What you should do: Reproduce all of the material below line for line, omitting the pictures from your answer.

[Stored entries]
--- Start ---
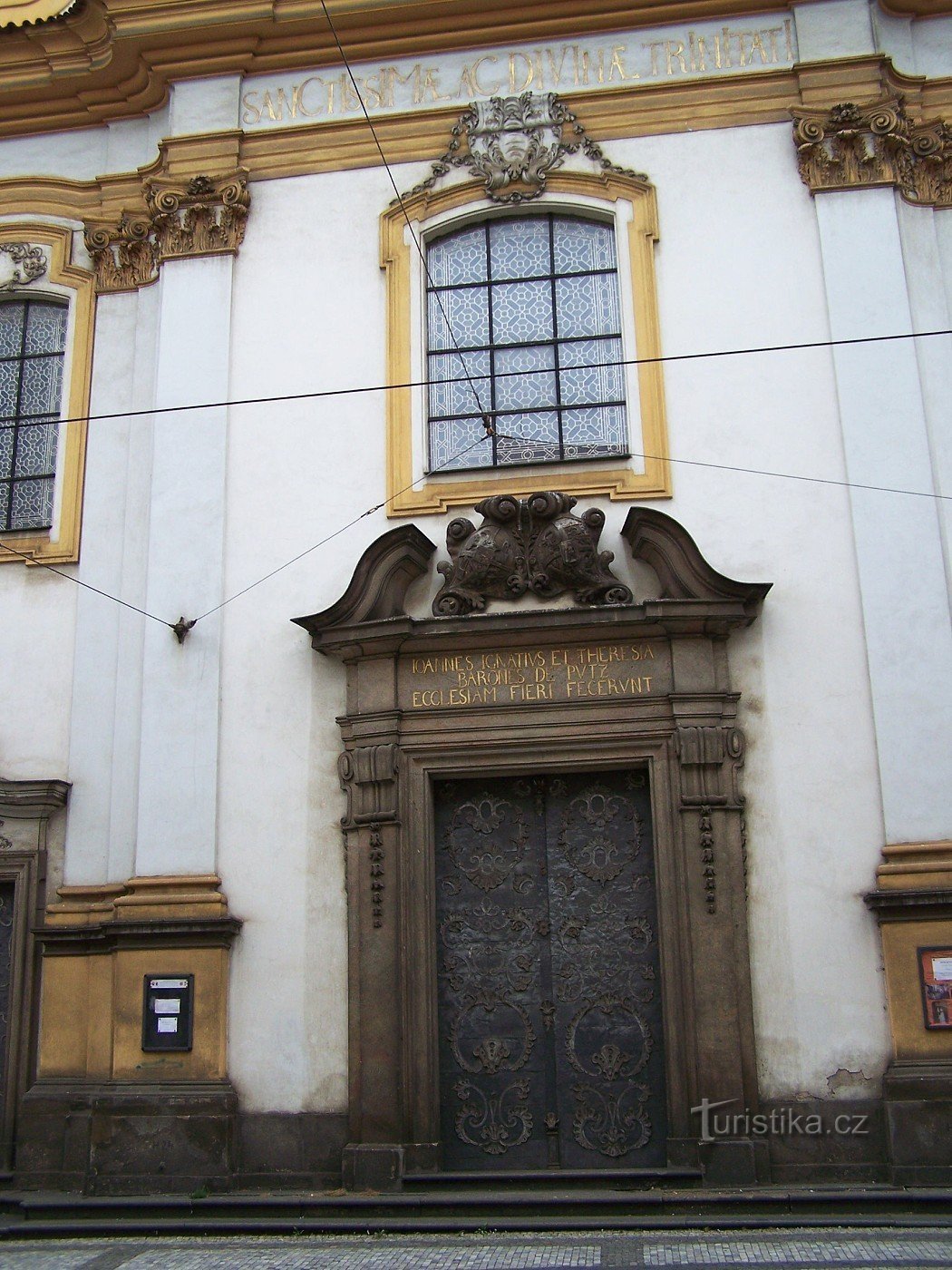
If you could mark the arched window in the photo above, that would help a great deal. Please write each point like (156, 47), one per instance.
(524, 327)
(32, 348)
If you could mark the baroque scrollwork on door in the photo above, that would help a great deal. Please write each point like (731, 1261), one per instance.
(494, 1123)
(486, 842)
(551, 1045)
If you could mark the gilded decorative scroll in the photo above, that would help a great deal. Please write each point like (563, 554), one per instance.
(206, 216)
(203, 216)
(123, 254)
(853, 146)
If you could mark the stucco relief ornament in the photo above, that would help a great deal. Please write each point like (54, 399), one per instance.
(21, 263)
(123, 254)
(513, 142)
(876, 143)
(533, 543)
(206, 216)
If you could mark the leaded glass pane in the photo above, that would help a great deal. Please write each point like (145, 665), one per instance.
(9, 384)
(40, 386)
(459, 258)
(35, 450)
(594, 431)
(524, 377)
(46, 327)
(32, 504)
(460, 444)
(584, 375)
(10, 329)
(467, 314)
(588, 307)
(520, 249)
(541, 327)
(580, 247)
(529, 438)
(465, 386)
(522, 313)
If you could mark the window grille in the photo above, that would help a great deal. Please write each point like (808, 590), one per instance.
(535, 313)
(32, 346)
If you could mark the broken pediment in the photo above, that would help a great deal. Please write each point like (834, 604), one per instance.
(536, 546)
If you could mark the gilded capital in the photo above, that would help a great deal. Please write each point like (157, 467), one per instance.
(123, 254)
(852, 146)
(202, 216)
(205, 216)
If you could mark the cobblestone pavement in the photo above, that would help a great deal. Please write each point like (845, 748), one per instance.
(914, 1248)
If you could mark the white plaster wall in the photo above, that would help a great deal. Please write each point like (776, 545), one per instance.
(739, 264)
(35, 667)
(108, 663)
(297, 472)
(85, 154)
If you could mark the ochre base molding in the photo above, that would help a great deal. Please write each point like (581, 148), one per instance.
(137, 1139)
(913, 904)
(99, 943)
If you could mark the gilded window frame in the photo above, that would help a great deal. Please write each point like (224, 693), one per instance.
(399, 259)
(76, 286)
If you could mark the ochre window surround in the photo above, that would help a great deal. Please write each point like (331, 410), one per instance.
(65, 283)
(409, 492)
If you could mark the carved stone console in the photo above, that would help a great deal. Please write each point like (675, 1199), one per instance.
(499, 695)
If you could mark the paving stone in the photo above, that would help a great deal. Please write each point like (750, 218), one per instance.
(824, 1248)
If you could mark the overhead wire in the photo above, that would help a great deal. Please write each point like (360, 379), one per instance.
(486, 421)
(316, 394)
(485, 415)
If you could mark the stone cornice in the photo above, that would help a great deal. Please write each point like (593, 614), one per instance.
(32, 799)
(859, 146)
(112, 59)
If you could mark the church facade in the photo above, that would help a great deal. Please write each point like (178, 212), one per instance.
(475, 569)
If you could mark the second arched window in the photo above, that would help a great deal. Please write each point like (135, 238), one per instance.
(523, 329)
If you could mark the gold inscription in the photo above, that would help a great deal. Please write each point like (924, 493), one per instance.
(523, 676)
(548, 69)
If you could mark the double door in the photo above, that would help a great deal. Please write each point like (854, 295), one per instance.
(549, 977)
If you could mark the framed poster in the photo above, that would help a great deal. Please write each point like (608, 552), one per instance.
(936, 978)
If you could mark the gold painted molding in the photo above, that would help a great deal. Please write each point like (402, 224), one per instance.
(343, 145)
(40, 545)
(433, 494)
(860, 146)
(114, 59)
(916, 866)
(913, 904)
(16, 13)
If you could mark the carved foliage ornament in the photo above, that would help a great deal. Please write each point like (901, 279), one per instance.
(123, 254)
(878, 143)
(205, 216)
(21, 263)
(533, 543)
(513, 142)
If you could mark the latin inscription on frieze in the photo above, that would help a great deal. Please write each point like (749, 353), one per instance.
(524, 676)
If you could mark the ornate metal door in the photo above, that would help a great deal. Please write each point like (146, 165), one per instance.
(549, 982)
--- End ---
Response to this task:
If you could mark the arched window in the photo above, that would help a great deal. Please write each point like (156, 47), one per instance.
(524, 327)
(32, 348)
If you could mark the baroque scrollwork on door in the photo above, that would help a great deal. Please write each point like (731, 1261), one per instance.
(494, 1123)
(486, 842)
(551, 1045)
If you could mark the gilded decorative scroll in the photo above, that would help a great deal. Please write each point like (563, 554), one per instance.
(206, 216)
(203, 216)
(123, 254)
(853, 146)
If you could mark the stucco relief ornament in the photo above, that would help a great deal. Please write each point like (54, 399), one per instance.
(21, 263)
(123, 254)
(513, 142)
(876, 143)
(533, 543)
(206, 216)
If you could mark the leaded glass pane in the photo above, that would help a great deal. Please write each point like (145, 665), one per instance.
(9, 384)
(40, 386)
(459, 258)
(35, 450)
(594, 431)
(524, 377)
(46, 327)
(32, 504)
(460, 444)
(584, 375)
(10, 329)
(467, 314)
(588, 307)
(520, 249)
(541, 327)
(580, 247)
(529, 438)
(465, 386)
(522, 313)
If you could mark the window grille in the photo above, that would help a great deal. Please write each point like (808, 590), one per instance.
(535, 313)
(32, 346)
If you could mark the broken pediment in the photo above, that would help a great deal. Please write each point like (834, 604), one per instance.
(536, 546)
If you could mark the gilded capital in the photo above, that would help a great deal. Please write each point like (157, 467), one per instance.
(123, 254)
(852, 146)
(202, 216)
(205, 216)
If you could mark the cobblestone pavement in the photo above, that would help a great deal. Please write each point like (845, 748), one per instance.
(914, 1248)
If you could mark the white plaster wall in the photo above, that would help a great deal. Please write each point like (776, 545), one per instance.
(739, 264)
(35, 667)
(108, 663)
(297, 472)
(85, 154)
If you could mark the ochre base molding in the photo above, that would help a great deal. Please write each point like (581, 148), one per instance.
(137, 1139)
(913, 904)
(99, 943)
If you could mark the gilded window frame in the photo above, that would help a great deal. Please write each point like (224, 693), one per instance.
(399, 259)
(76, 286)
If you could mark the ochre window surround in the photo above, that would help a great deal. Please write each point like (331, 410), one per instance.
(65, 283)
(409, 492)
If you could mark the carved stone console in the photo above, that would help a great deal. Please write each point like (675, 1199), one per instance.
(499, 695)
If you could mark the paving stone in the photo above, that would help a great deal. Please write each point like (750, 218), one per instance.
(824, 1248)
If you could mark the overhead wire in the photo above, that would help a great deal. Please write each point like (360, 379), one per instance.
(486, 421)
(316, 394)
(485, 415)
If you could mark the stone cornice in the photo above, that would help a great deal. Please write each point like (593, 614), one per instance.
(32, 799)
(859, 146)
(112, 59)
If you could mark the church facade in the photo above, that would help a great deal. Please write each point like (178, 212), one per instance.
(475, 569)
If you could mark the second arched window in the photo above, that would help a great deal. Please write each point like (135, 238), one per instance.
(523, 329)
If you could mark the gold inscription in the photo above, that would help a great deal. Please write each point like (924, 493), one per instance.
(523, 676)
(548, 69)
If you could mark the double door in the photo above, that would help a great deal. Please write each point like (854, 295), one per instance.
(549, 977)
If you could mark the framed poster in the photo above, that would help a great deal. Please write each point like (608, 552), one per instance.
(936, 978)
If you could mark the gold painted molding in the photo above, that would help a great deal. Please write each point like (402, 224), one per instance.
(343, 145)
(40, 545)
(433, 494)
(860, 146)
(114, 59)
(916, 866)
(913, 904)
(16, 13)
If you could mark the carved foliage ornament in the photo above, that would help a great deal. Please write each point like (901, 279), one per instance.
(123, 254)
(878, 143)
(205, 216)
(21, 263)
(533, 543)
(513, 142)
If you could mark the latin inscription on frieze in the photo above, that would help a great deal. Please write each point like (749, 353), one per instance.
(524, 676)
If you could mark the ornate metal door in the photo above, that would help a great deal. Please write each point like (146, 165), one per instance.
(549, 982)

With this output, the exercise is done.